- **Consignes**
1. Restituez sans rien changer, dans l'extrait sur les revues de sociologie, tout ce qui va de « Dans un article » jusqu'à « de vue subjectifs. ».
2. D'après l'extrait sur les revues de sociologie, dans quelle université Gabriel Abend est-il professeur ?
3. Énumérez les problèmes que l'auteur relève, dans l'extrait sur les revues de sociologie, au sujet des perspectives institutionnelles des sciences sociales.

- **Article**
━━━━━━

Le troisième et dernier « centennial essay », interroge les perspectives institutionnelles des sciences sociales. Quels en sont les problèmes ? Selon l’auteur, la situation fiscale dans l’enseignement supérieur, la facilité de banaliser la recherche sociologique, le manque de cohérence interne.
Dans un article éclairant, Gabriel Abend, professeur à l’université de Lucerne, compare un corpus d’articles issus de revues de sociologie mainstream américaines et mexicaines, afin d’identifier les différences en termes épistémologiques. Chanceux que nous sommes, il analyse l’AJS à partir du volume 101. Sa sociologie des épistémologies l’amène à la conclusion que les définitions de ce qu’est une théorie et son usage diffèrent. Les théories ont une substance propre dans les revues américaines, alors que, dans les revues mexicaines, elles sont davantage une grammaire, des outils, des moyens de dire le monde. Les premières démontrent, les secondes racontent. Alors que les revues américaines luttent contre la subjectivité, les mexicaines valorisent le potentiel des points de vue subjectifs.

━━━━━━

- **Données enregistrées**
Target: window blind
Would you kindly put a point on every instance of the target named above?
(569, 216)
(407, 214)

━━━━━━

- **Corrigé**
1.
Dans un article éclairant, Gabriel Abend, professeur à l’université de Lucerne, compare un corpus d’articles issus de revues de sociologie mainstream américaines et mexicaines, afin d’identifier les différences en termes épistémologiques. Chanceux que nous sommes, il analyse l’AJS à partir du volume 101. Sa sociologie des épistémologies l’amène à la conclusion que les définitions de ce qu’est une théorie et son usage diffèrent. Les théories ont une substance propre dans les revues américaines, alors que, dans les revues mexicaines, elles sont davantage une grammaire, des outils, des moyens de dire le monde. Les premières démontrent, les secondes racontent. Alors que les revues américaines luttent contre la subjectivité, les mexicaines valorisent le potentiel des points de vue subjectifs.

2. À l'université de Lucerne.

3.
- la situation fiscale dans l'enseignement supérieur
- la facilité de banaliser la recherche sociologique
- le manque de cohérence interne